Task instructions:
Filter the data below, keeping each line that contains the word "mountain" and copying it unchanged. Matching is case-sensitive.

Rows:
begin

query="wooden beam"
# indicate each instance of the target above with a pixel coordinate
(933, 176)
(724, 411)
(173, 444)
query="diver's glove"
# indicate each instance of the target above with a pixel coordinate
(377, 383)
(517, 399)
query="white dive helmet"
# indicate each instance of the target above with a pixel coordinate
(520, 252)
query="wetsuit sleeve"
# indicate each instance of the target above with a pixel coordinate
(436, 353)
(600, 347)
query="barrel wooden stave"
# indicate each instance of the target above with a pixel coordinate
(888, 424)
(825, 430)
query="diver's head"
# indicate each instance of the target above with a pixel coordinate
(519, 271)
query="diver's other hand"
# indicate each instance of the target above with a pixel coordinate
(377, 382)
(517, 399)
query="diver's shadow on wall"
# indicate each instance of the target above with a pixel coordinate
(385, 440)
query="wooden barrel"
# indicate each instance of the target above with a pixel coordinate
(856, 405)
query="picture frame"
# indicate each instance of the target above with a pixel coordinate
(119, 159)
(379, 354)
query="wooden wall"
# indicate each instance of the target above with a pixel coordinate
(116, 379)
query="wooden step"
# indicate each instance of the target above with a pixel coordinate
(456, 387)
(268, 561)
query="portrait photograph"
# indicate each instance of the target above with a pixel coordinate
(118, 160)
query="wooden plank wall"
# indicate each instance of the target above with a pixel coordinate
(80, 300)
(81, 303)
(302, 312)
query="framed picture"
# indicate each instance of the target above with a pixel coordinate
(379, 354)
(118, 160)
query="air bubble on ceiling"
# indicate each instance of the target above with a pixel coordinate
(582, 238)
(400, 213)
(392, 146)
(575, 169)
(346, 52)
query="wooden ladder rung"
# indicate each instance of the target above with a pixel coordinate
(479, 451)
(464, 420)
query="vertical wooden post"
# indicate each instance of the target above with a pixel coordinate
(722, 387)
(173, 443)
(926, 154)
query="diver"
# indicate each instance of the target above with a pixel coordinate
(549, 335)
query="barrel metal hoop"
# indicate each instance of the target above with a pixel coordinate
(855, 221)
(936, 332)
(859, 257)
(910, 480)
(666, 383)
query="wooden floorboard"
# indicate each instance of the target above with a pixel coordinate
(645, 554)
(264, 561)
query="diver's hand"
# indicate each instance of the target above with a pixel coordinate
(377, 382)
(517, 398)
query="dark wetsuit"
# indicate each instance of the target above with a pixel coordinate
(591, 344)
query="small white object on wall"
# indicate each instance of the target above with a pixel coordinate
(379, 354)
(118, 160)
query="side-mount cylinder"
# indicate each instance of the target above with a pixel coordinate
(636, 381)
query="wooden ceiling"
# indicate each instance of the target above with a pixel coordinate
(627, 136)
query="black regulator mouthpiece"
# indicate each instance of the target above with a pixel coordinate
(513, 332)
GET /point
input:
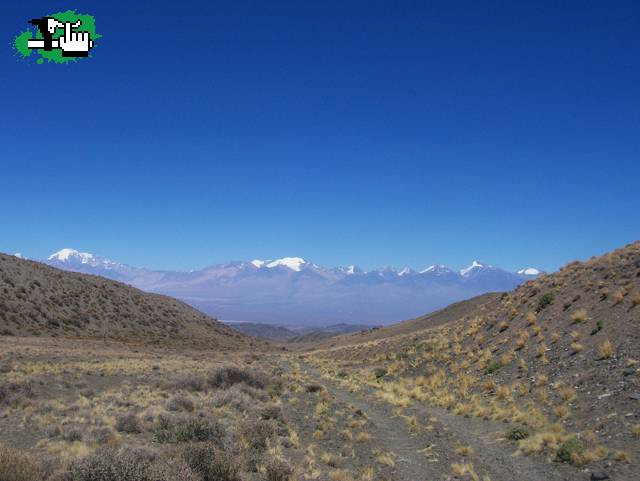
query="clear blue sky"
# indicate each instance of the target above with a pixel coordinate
(373, 132)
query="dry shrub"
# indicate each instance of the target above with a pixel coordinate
(180, 403)
(278, 470)
(109, 464)
(128, 423)
(225, 377)
(182, 429)
(211, 462)
(189, 382)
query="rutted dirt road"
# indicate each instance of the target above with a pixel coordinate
(428, 454)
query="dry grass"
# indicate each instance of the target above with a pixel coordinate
(579, 316)
(606, 349)
(576, 347)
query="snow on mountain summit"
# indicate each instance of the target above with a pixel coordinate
(529, 271)
(293, 263)
(436, 269)
(73, 257)
(67, 253)
(474, 266)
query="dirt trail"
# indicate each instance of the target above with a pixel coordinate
(492, 457)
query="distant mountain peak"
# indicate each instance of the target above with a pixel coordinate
(73, 257)
(473, 267)
(529, 271)
(293, 263)
(67, 253)
(436, 269)
(349, 270)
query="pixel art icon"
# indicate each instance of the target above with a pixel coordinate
(59, 37)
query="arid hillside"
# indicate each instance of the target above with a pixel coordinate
(556, 361)
(37, 300)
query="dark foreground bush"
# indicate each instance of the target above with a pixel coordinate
(189, 382)
(226, 377)
(278, 470)
(517, 434)
(112, 465)
(182, 429)
(128, 423)
(17, 466)
(109, 464)
(211, 462)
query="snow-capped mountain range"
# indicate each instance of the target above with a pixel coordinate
(292, 290)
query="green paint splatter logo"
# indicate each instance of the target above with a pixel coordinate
(60, 37)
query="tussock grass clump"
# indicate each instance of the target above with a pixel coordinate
(19, 466)
(517, 434)
(579, 316)
(606, 350)
(380, 372)
(14, 393)
(492, 367)
(618, 296)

end

Problem solution:
query="snow on mountain summit"
query="distant mountain peak"
query="snow-capped mountain range"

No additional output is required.